What the task requires:
From the entries, filter out every line that lacks "grass" and copy the rest.

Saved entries

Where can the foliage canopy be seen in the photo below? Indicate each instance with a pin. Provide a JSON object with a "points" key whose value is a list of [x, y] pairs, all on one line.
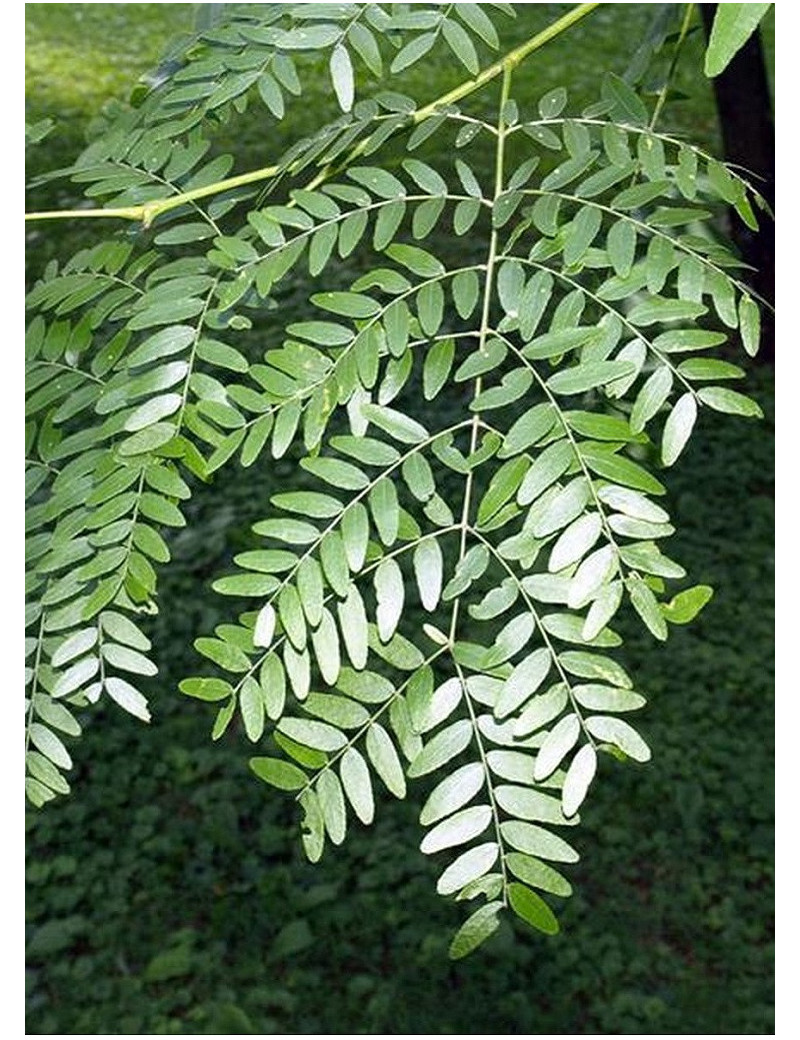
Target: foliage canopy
{"points": [[572, 315]]}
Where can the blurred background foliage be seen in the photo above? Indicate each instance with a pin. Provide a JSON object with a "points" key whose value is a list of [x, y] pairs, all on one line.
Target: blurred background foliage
{"points": [[169, 894]]}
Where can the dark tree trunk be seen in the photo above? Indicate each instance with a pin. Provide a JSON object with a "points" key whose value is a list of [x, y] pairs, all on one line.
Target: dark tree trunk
{"points": [[748, 134]]}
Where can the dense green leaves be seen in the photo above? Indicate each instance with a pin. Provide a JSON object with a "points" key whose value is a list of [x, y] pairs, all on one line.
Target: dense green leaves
{"points": [[428, 597]]}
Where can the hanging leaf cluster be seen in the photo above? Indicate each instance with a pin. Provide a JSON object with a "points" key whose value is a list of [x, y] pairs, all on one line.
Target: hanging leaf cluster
{"points": [[575, 314]]}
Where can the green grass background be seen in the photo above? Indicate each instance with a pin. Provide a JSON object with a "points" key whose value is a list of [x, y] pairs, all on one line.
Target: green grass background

Exercise output:
Where can the green grass background be seen in the photo above? Indicate each instance with a pin. Provide a JSON object with a "points" key whose value is a list of [x, y] pairs, all on one line.
Target: green grass background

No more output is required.